**Required action:** Print exactly the lines that run from the one containing "1355,335,1591,440" to the final line of the data, both included, and print none of the pictures.

__________________________________________________

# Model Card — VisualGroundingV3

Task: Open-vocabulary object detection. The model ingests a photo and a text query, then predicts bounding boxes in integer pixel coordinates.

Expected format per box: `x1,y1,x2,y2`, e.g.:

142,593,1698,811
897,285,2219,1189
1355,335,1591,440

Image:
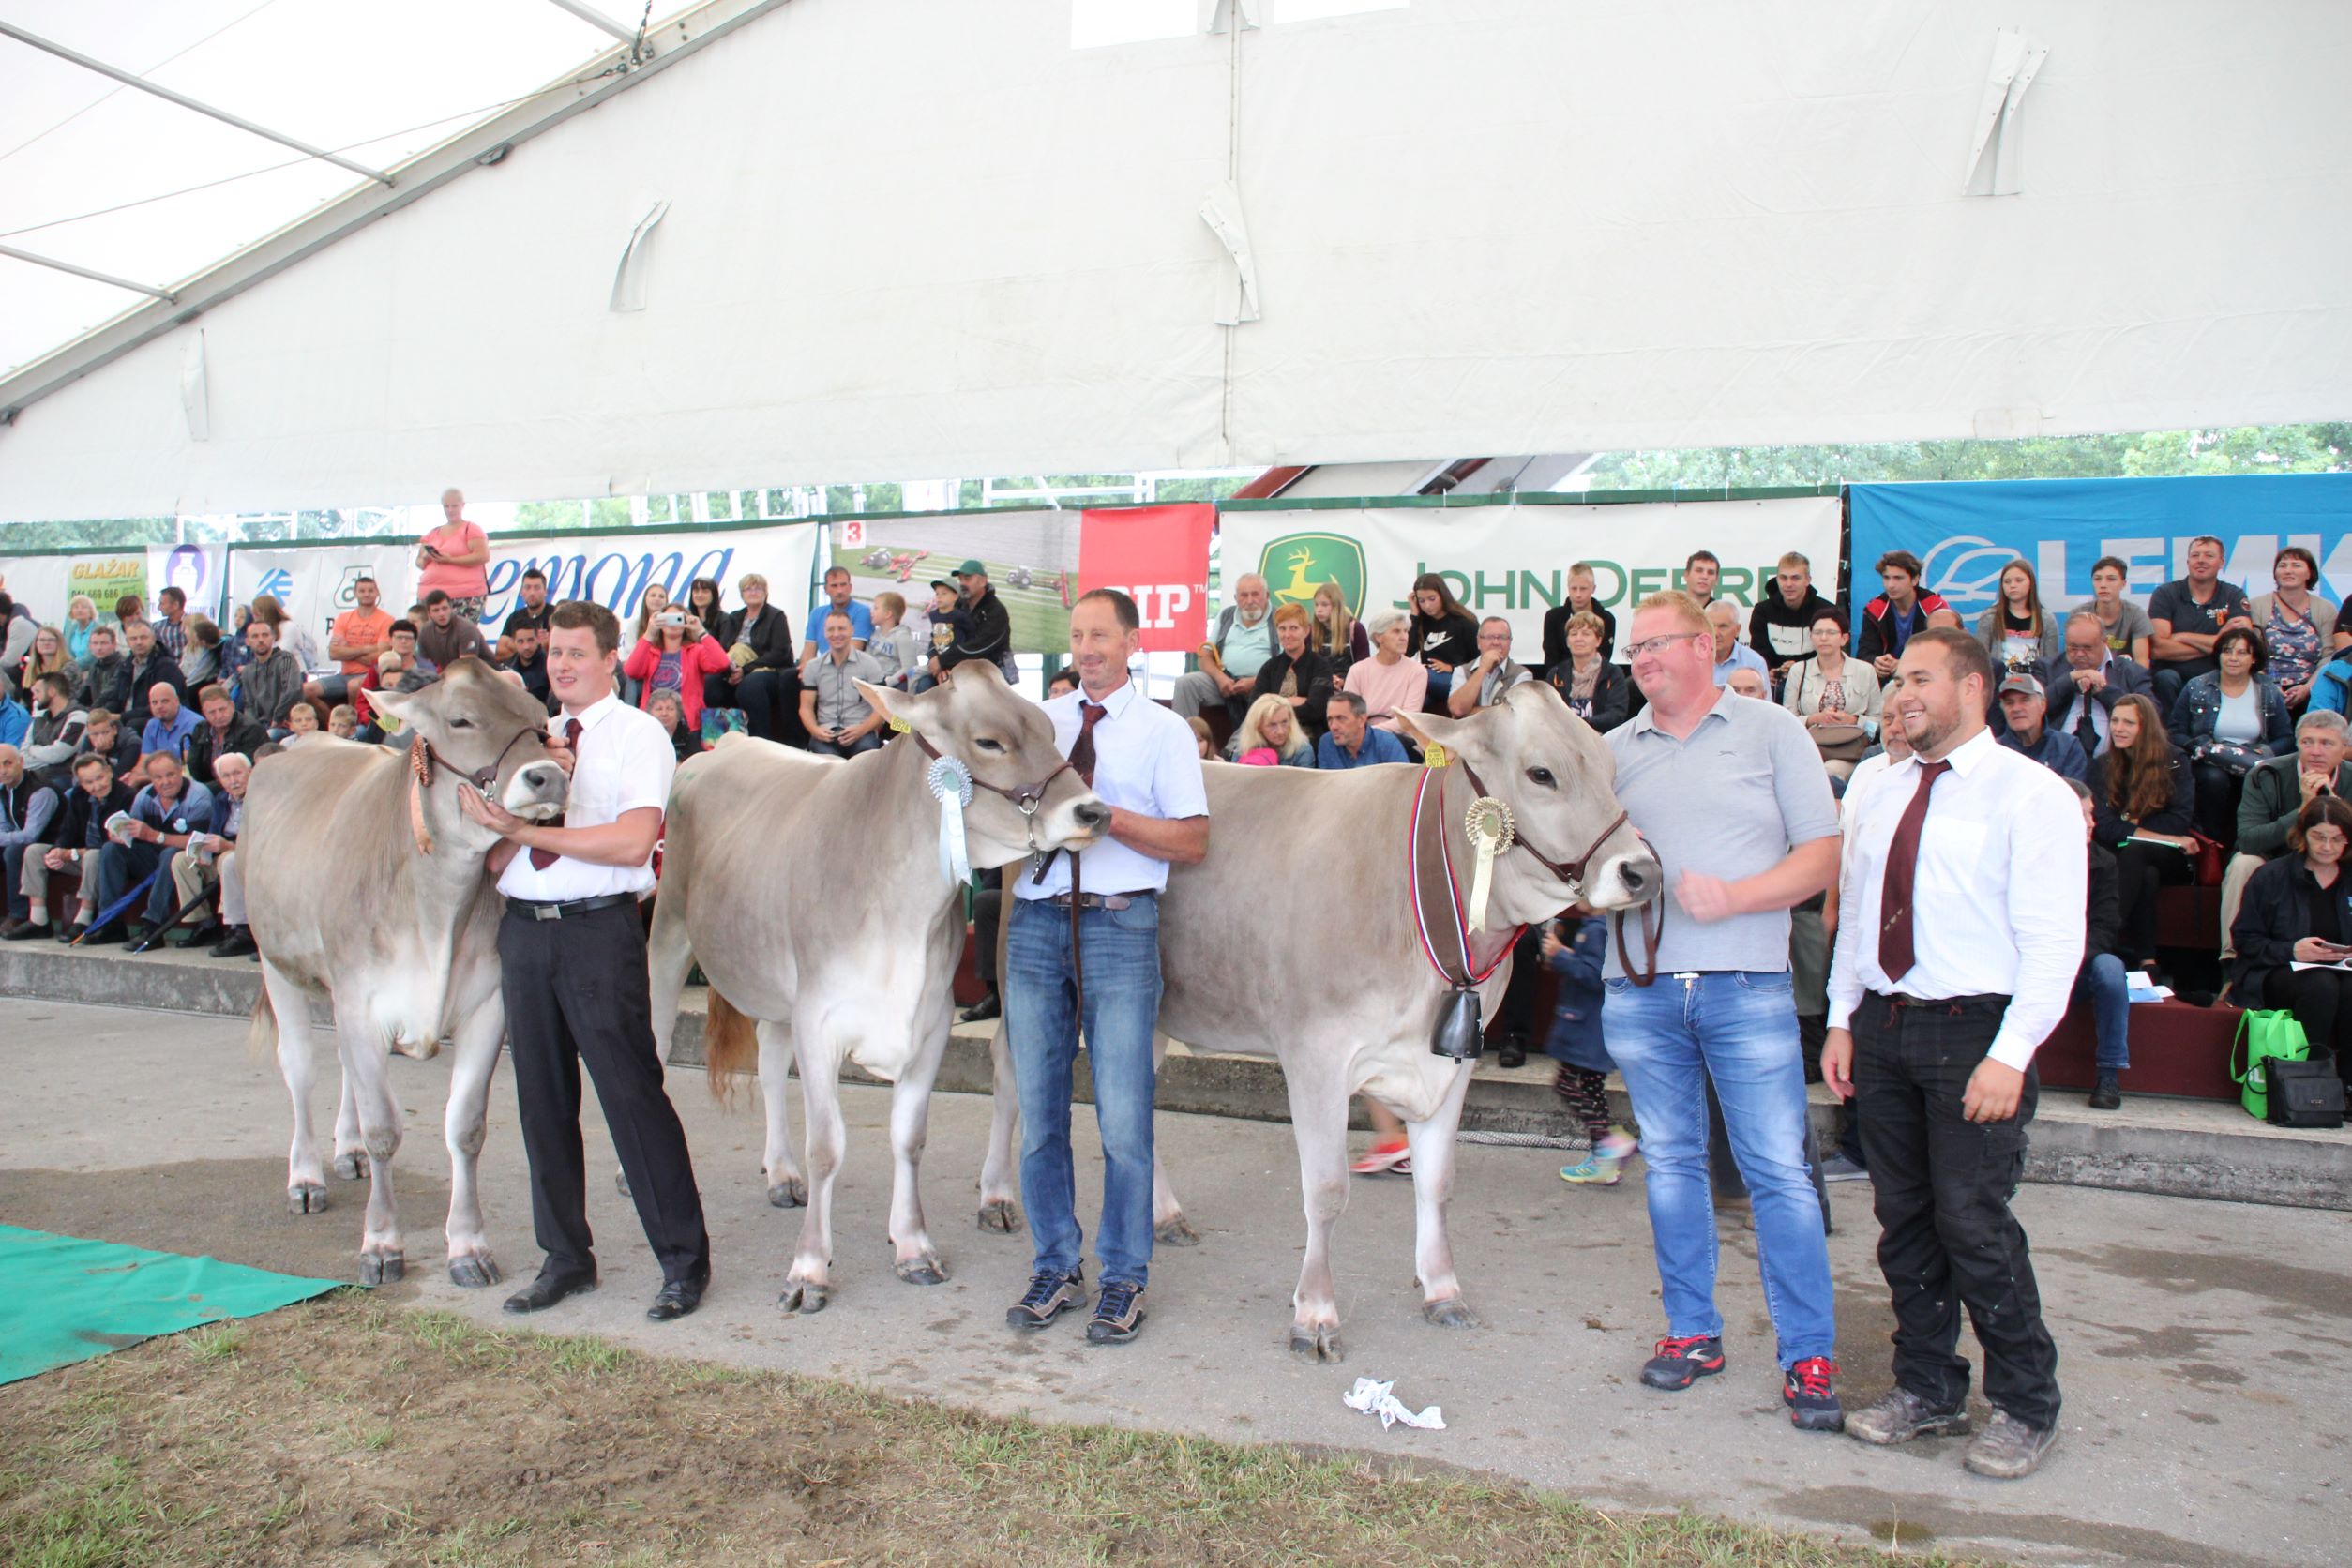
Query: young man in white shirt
1823,626,2082,1480
460,599,711,1324
1003,588,1209,1346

__________________________________________________

**Task solution:**
1355,335,1591,440

Image:
Query: young man in white shirt
1823,626,2082,1480
460,599,711,1324
1003,588,1209,1346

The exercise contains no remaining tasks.